State how many lines in the records below contain the string "integer", with case counting. Give only the number.
* * *
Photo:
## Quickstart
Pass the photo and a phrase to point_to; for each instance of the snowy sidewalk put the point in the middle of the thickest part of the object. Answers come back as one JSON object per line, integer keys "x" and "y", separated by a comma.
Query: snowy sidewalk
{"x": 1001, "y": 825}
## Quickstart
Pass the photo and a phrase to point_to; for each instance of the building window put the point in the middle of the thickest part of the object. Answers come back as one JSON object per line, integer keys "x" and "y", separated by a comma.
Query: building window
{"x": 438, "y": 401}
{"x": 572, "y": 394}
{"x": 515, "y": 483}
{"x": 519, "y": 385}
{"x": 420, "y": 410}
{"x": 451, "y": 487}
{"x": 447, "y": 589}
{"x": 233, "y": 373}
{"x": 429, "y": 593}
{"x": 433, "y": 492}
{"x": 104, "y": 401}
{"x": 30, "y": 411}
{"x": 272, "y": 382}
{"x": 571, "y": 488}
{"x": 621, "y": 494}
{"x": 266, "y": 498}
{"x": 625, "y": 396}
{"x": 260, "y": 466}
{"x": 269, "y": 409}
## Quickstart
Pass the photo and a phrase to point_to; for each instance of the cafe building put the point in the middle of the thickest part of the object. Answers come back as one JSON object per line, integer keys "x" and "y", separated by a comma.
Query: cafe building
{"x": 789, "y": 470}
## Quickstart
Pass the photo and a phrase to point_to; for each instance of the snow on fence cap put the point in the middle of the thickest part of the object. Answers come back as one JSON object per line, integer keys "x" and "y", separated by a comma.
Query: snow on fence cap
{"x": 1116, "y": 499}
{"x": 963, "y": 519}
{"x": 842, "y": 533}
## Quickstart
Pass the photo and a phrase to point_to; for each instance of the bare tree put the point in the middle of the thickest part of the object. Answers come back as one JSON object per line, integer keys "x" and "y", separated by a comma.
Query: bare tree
* * *
▶ [RESULT OF THIS EXERCISE]:
5